--- Begin PROVIDED RECORDS ---
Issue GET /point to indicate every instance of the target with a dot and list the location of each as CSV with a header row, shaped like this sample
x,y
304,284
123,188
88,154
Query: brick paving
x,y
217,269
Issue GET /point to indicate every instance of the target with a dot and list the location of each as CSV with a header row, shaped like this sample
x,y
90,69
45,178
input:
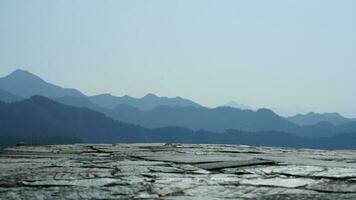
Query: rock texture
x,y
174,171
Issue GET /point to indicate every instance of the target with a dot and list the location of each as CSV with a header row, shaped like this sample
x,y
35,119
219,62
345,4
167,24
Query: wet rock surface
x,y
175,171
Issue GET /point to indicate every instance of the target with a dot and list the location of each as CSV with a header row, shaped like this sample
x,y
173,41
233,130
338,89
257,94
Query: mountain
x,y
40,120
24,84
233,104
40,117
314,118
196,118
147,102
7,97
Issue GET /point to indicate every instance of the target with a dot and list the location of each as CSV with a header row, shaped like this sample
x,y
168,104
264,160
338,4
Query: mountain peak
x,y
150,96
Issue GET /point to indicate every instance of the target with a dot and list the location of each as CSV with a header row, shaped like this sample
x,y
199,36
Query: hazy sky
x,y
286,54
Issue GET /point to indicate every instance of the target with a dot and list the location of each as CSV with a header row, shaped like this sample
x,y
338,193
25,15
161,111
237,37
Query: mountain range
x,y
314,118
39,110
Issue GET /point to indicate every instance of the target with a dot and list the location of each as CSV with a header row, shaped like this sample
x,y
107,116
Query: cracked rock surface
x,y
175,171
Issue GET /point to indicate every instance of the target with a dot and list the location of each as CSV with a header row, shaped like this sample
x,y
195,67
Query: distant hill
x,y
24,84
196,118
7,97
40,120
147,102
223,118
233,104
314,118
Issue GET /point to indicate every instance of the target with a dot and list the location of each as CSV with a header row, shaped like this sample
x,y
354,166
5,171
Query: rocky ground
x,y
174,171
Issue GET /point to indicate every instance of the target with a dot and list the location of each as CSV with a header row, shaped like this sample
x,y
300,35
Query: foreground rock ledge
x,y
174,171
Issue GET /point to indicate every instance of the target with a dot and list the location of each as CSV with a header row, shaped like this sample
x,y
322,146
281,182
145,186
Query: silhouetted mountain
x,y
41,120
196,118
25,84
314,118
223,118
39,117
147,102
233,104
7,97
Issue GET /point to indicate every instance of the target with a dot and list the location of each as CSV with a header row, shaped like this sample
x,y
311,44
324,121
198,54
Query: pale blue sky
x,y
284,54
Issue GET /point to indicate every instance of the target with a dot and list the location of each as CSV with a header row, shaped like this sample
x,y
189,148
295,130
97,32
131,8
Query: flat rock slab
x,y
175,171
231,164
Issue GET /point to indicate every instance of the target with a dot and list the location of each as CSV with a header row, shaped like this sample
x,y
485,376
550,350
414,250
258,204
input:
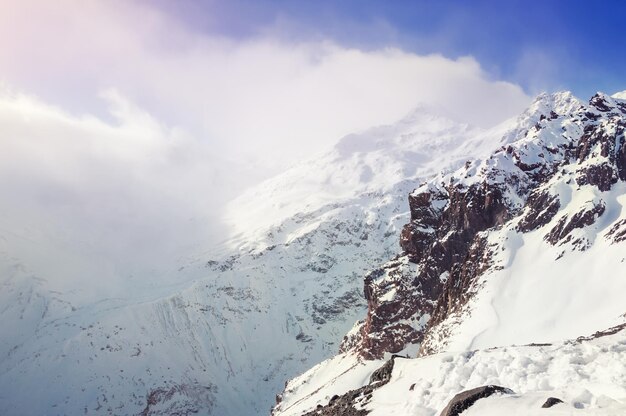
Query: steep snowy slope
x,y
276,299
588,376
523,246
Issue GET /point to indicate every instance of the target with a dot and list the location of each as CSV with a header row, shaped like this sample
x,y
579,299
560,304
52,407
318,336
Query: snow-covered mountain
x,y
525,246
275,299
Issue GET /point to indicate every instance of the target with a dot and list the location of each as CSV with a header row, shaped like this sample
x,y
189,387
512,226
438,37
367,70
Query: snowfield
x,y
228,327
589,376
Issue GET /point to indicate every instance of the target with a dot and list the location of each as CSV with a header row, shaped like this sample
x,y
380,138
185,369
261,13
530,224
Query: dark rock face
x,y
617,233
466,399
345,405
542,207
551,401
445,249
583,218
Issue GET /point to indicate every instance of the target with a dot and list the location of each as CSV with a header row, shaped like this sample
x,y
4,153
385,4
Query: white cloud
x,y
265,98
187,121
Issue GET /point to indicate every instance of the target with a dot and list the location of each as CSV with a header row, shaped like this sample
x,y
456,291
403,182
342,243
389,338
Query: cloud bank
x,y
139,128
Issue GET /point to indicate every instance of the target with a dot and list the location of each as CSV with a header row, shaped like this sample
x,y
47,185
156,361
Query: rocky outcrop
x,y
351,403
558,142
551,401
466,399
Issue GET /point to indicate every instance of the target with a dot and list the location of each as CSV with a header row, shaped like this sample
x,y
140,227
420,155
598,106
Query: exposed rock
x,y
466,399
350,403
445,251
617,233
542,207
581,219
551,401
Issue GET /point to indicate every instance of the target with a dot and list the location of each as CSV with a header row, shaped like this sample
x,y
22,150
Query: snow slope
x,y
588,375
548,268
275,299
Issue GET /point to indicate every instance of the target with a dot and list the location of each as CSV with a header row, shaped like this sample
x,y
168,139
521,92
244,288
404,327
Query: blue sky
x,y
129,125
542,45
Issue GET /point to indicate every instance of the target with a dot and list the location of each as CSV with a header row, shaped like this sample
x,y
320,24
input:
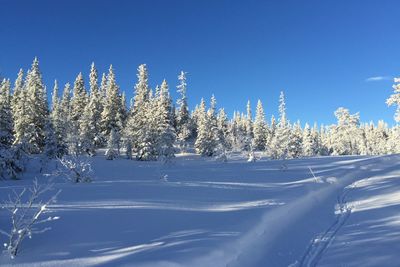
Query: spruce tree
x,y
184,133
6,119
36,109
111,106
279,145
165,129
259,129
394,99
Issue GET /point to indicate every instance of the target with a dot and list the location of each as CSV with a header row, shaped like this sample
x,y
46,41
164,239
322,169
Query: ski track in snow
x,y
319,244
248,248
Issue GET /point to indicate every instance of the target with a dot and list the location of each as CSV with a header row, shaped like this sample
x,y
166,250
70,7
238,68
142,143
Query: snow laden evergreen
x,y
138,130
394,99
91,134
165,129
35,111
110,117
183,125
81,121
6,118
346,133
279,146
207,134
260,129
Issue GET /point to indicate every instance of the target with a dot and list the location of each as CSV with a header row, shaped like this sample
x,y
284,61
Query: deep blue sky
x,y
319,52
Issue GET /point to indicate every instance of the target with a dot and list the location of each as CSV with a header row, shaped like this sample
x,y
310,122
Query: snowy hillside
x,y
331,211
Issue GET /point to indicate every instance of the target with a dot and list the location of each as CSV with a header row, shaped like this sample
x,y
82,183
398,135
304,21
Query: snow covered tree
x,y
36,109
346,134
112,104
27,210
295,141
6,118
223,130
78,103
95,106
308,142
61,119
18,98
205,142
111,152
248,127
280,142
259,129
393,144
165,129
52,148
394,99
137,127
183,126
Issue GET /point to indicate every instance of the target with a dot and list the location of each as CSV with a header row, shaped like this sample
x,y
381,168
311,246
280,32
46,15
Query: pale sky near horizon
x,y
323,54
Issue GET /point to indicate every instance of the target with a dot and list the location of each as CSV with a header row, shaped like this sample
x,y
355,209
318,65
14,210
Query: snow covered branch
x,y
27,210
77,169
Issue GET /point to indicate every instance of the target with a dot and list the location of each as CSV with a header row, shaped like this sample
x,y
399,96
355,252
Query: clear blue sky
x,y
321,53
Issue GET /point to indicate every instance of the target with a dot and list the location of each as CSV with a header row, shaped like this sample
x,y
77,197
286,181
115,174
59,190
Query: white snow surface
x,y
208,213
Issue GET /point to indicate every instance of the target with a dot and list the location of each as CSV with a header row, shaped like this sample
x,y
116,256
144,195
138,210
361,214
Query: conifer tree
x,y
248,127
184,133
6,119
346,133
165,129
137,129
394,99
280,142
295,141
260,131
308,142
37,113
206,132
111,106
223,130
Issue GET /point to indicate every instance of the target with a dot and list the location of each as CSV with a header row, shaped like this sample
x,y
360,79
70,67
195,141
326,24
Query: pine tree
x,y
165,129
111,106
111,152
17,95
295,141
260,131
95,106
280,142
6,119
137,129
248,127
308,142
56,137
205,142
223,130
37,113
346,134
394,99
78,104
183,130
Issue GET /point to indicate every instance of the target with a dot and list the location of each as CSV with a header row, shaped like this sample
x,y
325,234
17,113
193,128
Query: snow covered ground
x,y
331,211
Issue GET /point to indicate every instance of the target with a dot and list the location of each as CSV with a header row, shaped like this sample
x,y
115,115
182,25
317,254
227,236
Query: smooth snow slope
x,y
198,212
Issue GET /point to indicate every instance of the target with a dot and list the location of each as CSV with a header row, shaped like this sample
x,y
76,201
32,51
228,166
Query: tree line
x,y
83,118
--- End PROVIDED RECORDS ---
--- Begin PROVIDED RECORDS ---
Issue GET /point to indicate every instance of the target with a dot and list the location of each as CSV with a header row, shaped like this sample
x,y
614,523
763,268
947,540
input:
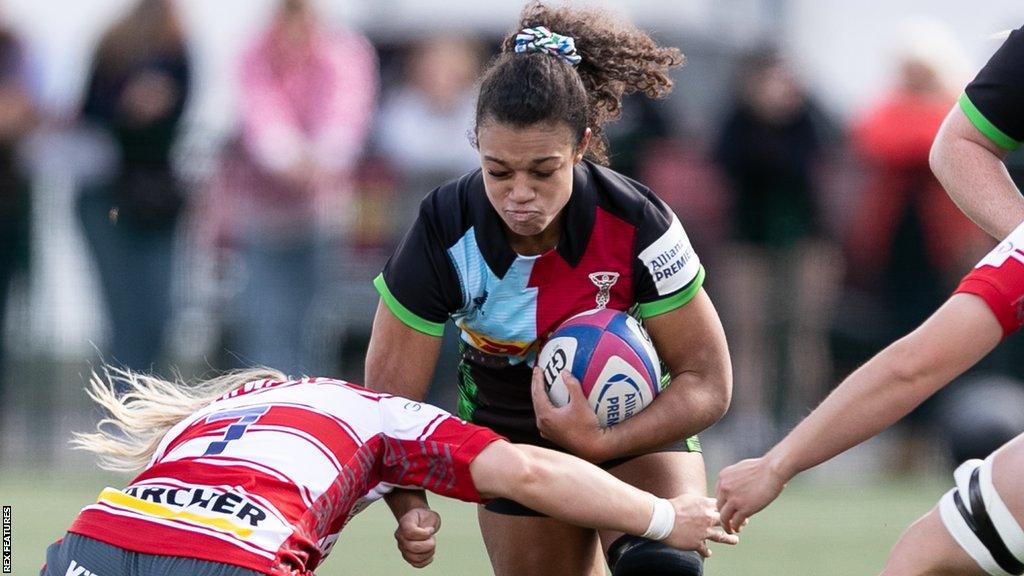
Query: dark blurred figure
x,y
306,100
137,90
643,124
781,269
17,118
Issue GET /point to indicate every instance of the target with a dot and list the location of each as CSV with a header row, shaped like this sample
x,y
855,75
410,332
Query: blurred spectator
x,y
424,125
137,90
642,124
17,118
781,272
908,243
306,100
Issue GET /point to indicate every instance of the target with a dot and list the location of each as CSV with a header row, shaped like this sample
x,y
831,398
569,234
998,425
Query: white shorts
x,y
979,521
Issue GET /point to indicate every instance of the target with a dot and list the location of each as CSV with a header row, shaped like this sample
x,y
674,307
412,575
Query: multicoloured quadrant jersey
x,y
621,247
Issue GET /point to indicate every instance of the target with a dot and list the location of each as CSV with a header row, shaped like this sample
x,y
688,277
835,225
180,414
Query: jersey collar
--- End PROVIDED RECORDS ---
• [WHAT YOU SHOULD DO]
Identify each line of the records that contains the word "white" and copy every such line in full.

• [EXERCISE OUTPUT]
Query: white cloud
Query: white snow surface
Query: white shorts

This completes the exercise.